Exercise: Quote word for word the stretch of the records from the line containing "Mark one point on each instance of the avocado" through the end of the records.

Data for the task:
= = = = =

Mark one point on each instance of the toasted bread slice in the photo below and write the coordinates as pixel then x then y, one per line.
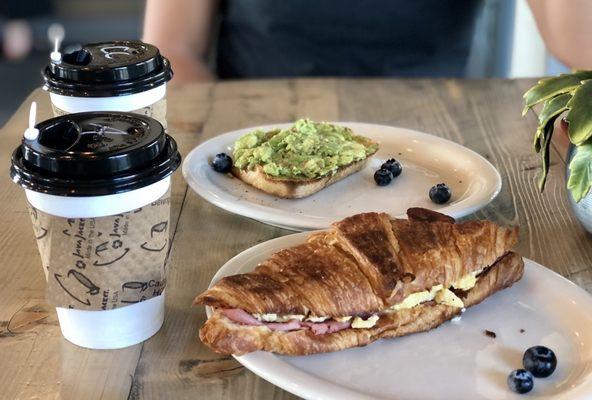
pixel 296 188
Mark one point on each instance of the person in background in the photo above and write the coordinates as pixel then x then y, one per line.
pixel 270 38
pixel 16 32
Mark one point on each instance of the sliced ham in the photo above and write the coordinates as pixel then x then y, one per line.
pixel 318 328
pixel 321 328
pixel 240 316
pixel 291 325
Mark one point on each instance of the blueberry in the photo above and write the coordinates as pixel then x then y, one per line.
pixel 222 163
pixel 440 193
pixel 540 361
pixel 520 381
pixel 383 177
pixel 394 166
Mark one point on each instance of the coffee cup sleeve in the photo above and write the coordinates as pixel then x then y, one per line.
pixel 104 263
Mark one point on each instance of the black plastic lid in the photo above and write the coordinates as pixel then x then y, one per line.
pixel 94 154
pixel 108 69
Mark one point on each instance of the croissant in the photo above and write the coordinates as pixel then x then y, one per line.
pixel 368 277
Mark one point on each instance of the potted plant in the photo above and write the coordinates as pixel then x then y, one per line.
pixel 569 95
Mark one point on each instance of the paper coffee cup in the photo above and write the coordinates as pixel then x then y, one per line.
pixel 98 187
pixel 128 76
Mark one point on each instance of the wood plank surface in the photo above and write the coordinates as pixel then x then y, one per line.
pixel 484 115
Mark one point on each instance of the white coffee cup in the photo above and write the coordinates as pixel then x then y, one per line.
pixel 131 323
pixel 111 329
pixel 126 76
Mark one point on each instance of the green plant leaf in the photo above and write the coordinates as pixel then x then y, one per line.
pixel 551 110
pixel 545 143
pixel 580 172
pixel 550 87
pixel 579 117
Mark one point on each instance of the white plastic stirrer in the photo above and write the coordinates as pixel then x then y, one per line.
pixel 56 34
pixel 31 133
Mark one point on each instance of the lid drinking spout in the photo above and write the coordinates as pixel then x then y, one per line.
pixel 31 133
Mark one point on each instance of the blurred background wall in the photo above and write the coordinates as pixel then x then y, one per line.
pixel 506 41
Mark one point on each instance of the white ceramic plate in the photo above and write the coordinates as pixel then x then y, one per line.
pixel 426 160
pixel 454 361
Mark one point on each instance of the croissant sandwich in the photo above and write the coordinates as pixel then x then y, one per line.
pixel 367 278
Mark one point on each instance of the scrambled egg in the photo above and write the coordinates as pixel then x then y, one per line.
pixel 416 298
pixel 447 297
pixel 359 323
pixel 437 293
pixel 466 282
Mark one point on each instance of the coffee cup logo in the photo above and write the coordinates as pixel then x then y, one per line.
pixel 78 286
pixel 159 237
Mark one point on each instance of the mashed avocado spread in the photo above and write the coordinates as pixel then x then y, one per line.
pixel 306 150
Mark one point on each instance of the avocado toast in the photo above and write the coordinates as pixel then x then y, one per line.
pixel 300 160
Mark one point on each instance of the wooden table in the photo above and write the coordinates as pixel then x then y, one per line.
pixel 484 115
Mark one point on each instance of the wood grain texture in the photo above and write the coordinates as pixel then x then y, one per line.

= = = = =

Written response:
Mark one point on each instance of the avocado toast in the photo above and write the coordinates as pixel then x then y, one per line.
pixel 300 160
Mark one point on each instance of the wooden table in the photo above and write the coordinates as pixel then x then y, one per line.
pixel 484 115
Mark one point on each instance of the wood grain texture in the photo above and write the coordinates as pixel then x then y, one per line.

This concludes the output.